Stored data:
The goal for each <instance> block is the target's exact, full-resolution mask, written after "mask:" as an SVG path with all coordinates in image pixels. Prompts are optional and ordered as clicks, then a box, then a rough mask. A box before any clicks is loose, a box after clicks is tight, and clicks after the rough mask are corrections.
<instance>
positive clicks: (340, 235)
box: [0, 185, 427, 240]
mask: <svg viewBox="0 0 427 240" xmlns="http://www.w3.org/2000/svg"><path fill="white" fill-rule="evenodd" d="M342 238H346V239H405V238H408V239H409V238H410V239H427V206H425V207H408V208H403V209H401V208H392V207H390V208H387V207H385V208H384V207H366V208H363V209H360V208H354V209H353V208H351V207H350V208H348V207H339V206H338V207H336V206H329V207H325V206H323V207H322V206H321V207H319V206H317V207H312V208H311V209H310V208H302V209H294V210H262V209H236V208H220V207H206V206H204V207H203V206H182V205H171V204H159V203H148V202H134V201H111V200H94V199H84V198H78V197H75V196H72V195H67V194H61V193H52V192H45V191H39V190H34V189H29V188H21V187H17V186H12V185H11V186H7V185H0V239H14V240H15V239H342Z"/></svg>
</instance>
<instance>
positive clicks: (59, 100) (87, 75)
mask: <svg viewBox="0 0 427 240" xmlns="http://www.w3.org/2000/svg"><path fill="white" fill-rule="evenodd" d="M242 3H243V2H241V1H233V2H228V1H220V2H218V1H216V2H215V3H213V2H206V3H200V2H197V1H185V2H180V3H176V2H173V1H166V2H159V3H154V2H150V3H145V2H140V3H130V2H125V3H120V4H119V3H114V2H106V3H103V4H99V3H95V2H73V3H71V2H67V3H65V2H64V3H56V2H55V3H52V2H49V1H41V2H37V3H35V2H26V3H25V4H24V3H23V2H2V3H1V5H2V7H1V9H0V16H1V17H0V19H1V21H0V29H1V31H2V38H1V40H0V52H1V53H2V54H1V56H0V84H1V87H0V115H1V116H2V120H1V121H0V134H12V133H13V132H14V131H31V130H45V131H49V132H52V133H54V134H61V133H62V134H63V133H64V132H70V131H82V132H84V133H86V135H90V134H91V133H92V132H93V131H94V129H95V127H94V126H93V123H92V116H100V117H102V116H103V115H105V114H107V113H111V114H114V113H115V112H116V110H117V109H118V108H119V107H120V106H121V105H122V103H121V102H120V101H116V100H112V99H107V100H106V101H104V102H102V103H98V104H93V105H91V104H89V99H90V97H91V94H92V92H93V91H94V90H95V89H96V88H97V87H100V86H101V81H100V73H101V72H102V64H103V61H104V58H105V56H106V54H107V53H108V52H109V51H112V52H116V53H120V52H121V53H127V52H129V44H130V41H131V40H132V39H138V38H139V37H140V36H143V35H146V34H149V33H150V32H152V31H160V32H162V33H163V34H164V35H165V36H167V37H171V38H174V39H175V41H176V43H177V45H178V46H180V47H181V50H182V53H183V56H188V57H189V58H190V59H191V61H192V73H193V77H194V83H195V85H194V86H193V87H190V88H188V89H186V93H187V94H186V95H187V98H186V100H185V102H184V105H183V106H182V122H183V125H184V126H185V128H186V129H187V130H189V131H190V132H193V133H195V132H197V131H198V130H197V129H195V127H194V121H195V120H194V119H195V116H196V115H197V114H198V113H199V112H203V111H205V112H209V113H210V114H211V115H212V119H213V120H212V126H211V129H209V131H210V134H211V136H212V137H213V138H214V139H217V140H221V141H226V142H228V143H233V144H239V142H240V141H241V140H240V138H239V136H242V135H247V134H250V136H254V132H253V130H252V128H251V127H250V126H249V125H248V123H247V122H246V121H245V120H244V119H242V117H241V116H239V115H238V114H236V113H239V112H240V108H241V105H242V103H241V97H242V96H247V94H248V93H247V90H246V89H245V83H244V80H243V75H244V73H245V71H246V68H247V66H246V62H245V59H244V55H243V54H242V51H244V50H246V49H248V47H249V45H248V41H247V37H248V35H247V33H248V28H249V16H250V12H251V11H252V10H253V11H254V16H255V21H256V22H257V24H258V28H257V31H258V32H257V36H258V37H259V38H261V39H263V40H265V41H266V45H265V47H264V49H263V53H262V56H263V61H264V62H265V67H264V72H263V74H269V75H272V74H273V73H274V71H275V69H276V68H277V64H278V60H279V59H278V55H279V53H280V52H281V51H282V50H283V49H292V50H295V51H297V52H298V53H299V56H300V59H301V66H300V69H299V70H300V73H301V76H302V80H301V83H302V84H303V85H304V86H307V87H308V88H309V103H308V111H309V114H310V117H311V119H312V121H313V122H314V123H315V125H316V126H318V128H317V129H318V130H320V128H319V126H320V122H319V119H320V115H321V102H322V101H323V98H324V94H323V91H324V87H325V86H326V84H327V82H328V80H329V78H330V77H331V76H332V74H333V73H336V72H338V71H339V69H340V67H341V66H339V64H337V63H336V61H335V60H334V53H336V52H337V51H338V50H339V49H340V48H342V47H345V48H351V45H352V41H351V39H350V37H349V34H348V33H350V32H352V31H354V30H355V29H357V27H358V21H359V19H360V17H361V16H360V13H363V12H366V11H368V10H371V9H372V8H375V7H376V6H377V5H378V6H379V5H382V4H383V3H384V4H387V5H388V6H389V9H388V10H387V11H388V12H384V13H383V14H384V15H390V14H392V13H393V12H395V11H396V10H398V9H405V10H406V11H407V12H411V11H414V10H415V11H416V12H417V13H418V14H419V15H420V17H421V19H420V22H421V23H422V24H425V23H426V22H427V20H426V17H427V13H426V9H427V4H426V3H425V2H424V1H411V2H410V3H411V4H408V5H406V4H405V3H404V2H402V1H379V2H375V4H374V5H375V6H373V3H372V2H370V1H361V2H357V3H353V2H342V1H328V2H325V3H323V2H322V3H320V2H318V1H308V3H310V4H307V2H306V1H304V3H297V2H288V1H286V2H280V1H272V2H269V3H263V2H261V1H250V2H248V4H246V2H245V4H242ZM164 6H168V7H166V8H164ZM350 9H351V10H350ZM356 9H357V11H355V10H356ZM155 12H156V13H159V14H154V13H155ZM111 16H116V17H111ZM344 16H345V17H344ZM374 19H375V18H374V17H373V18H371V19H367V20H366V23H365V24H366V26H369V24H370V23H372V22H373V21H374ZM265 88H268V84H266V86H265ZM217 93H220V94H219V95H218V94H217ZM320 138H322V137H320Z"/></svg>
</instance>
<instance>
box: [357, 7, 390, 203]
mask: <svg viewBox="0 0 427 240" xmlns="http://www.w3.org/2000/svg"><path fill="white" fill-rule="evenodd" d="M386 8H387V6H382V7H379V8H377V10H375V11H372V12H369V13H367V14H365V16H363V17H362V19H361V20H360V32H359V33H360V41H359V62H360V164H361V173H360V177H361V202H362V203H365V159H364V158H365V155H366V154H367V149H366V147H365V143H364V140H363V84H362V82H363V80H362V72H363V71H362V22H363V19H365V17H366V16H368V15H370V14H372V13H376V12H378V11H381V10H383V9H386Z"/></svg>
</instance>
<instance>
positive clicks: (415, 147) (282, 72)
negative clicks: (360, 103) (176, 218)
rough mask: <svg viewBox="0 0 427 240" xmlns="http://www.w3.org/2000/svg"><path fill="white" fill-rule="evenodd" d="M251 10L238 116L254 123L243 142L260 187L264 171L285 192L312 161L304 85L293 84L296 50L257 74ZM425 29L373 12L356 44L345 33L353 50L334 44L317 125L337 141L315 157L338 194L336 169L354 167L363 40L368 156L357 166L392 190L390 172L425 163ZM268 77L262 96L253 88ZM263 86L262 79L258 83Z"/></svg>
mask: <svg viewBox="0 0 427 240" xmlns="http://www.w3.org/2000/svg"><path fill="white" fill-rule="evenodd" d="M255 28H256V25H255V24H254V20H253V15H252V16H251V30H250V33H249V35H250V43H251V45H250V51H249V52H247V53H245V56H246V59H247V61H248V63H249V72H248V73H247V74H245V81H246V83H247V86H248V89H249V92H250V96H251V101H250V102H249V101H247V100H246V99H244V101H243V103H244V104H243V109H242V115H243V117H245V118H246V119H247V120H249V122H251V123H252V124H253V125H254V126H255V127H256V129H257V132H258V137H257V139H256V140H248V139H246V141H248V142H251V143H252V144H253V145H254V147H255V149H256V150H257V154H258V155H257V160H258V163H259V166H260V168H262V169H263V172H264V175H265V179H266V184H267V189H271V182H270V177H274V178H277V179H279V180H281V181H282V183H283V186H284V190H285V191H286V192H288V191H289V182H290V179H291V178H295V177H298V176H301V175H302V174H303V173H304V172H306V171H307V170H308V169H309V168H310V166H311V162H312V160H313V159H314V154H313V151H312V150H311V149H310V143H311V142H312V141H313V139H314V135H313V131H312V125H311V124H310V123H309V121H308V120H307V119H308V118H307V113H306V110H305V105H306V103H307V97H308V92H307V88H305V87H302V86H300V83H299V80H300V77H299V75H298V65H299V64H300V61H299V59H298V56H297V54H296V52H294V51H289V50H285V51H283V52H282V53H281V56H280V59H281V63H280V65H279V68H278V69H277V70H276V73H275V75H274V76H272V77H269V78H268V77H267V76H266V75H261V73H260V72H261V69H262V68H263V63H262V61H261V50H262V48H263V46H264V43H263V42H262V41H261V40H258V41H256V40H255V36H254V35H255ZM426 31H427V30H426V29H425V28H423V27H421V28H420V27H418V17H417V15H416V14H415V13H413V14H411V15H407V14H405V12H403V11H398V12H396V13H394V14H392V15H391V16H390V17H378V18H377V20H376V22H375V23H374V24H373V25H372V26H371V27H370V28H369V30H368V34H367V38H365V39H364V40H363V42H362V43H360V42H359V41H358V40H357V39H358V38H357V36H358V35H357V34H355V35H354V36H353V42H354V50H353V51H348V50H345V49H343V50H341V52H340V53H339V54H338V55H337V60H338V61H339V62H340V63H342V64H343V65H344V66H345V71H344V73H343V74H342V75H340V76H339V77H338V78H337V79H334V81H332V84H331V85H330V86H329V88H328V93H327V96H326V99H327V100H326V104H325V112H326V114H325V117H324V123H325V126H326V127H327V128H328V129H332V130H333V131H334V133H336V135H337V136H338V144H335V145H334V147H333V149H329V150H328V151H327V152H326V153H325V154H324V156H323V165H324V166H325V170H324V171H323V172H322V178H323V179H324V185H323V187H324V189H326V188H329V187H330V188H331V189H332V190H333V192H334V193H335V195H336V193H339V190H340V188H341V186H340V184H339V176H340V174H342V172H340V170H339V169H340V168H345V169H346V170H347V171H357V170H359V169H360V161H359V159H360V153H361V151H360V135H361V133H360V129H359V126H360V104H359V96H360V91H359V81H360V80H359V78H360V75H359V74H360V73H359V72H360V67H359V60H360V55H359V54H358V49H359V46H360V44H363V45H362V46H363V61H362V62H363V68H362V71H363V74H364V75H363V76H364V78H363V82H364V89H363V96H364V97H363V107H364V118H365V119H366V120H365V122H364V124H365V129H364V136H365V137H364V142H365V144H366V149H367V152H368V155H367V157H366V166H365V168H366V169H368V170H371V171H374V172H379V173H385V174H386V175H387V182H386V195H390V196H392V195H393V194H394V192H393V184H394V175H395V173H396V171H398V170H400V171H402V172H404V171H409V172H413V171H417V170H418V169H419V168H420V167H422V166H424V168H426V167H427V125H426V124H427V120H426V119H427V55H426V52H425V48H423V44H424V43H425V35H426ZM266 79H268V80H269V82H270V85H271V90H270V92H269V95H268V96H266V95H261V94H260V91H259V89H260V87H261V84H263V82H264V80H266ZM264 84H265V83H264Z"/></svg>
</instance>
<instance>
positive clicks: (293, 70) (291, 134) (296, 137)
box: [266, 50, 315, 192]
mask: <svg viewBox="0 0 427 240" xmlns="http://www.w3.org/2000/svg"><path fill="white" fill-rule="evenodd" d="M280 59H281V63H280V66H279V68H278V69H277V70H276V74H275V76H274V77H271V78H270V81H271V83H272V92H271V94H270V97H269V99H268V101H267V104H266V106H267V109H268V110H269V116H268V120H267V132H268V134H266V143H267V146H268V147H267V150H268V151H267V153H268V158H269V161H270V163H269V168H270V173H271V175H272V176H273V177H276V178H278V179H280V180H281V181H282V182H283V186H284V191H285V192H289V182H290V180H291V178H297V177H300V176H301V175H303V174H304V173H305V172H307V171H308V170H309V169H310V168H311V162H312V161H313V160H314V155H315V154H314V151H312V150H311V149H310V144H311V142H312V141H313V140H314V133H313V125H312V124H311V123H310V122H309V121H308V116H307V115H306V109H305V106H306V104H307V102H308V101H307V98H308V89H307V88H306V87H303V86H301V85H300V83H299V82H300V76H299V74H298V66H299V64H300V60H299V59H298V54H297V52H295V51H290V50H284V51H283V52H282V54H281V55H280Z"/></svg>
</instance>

• _TASK DIRECTIONS_
Begin with the first line of the data above and, please, print each line exactly until you have printed the line containing "positive clicks: (340, 235)"; print nothing else.

• _RESULT FOR THIS EXERCISE_
The goal for each <instance> block is the target's exact, full-resolution mask, written after "mask:" as an SVG path with all coordinates in image pixels. Prompts are optional and ordered as clicks, then a box, then a rough mask. A box before any clicks is loose, a box after clicks is tight, and clicks after the rough mask are corrections.
<instance>
positive clicks: (340, 235)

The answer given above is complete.